● **WHAT IS ASKED**:
A - In the container capping text, turn the paragraph beginning "FIG. 1 shows a container closure system" into a short bulleted list that keeps its main facts.
B - Proceed with the container capping text, picking up right after its final sentence.

● **EXTRACT PROVIDED**:
§ §
In another aspect, a container handling system for applying closures to containers includes a container feed line and a capping station for receiving containers from the container feed line and applying closures thereto. The capping station includes a capping head configured to provide torque during closure application. A container holder includes a container engaging surface. A vacuum system is connected to the container holder that draws the container against the container engaging surface. The container engaging surface and vacuum system cooperate to inhibit rotation of the container during the closure application.
BRIEF DESCRIPTION OF THE DRAWINGS
FIG. 1 illustrates an embodiment of a container closure system;
FIG. 2 is an angled view of a container holder shown holding a container;
FIG. 3 is a side view and force diagram of a container holder shown holding a container;
FIGS. 4a-4e are different views of components of a vacuum plate that acts as a container holder;
FIG. 5 is an embodiment of a container holder including a set of container guides;
FIGS. 6 and 7 show an embodiment of a container holder utilizing side suction;
FIG. 8 illustrates an exemplary pneumatic schematic;
FIG. 9 illustrates an embodiment of a closure applying system; and
FIGS. 10 and 11 illustrate an embodiment of a closure applying system.
FIG. 1 shows a container closure system according to one embodiment. Open containers approach a capping station 60 on an infeed conveyer 70 which uses an infeed screw 72. Each open container moves from the infeed conveyer 70 to an infeed starwheel 74 and then onto a container holder 10 of a closure applying station. In this embodiment, the container holder takes the form of a vacuum plate assembly, but additional positioning and holding structure may also be provided. As a capper head 62 screws a closure onto the container, the vacuum plate assembly holds the container in place. The closed container exits the capping station 60 via a discharge starwheel 84 onto a discharge conveyer 80. Multiple container holders and corresponding capper heads may be provided as shown, with the components rotating together around a central axis of the capping station during closure application. Other closure system configurations are also contemplated, including tangential infeed systems with no infeed starwheel, and single head cappers with intermittent infeed or manual infeed.
Referring to FIG. 2, an exemplary container holder 10 is shown including a resilient ring 12 and a central opening 14. The resilient ring 12 is set in a solid surface 18, which is preferably a rigid material that is part of the container conveyance system. An edge 22 of the bottom surface of the container 20 surrounds the opening 14 and seats against the top of the ring 12. Air is drawn through the opening 14 to create a force that will pull the container downward toward the resilient ring 12.
§ §
● **RECORDED INFORMATION**:
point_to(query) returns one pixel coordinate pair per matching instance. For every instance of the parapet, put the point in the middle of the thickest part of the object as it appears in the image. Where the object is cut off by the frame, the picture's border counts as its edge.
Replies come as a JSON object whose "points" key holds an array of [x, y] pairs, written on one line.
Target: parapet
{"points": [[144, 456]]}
§ §
● **EXPECTED OUTPUTS**:
A -
- Open containers reach capping station 60 on infeed conveyer 70, which uses infeed screw 72.
- Each container passes from the infeed conveyer to infeed starwheel 74, then onto container holder 10 of a closure applying station.
- Here the container holder is a vacuum plate assembly, though additional positioning and holding structure may be added.
- The vacuum plate assembly holds the container in place while capper head 62 screws on a closure.
- The closed container leaves via discharge starwheel 84 onto discharge conveyer 80.
- Multiple container holders and capper heads may rotate together around the station's central axis during closure application.
- Other configurations are contemplated: tangential infeed with no infeed starwheel, and single head cappers with intermittent or manual infeed.

B -
FIG. 3 shows a side view partial cross-section of a container holder. As air is drawn through the opening 14 in the direction of arrow 40, the pressure gradient results in a downward force on the container 20 that pulls the container into more aggressive contact with the resilient ring 12, increasing the force of the container 20 loading the ring 12, and yielding higher frictional force resisting rotation thereby increasing the system's ability to resist sliding rotational movement of the container 20 relative to the holder 10.
As the closure 30 contacts the container 20, the capping head 62 (FIG. 1) exerts a rotational torque 42 on the closure 30, which is also exerted on the container 20 in contact with the closure 30. The torque 42 causes a force of friction 44 at the contact surface of the container 20 and the resilient ring 12. The force of friction 44 is rotationally in the opposite direction from the torque 42. Frictional torque 44 opposes torque 42, resisting the rotation of the container. As the closure 30 moves clockwise while the container 20 does not, the closure 30 is applied and the container 20 is closed. A vacuum source 41 may be used to draw air through the opening 14.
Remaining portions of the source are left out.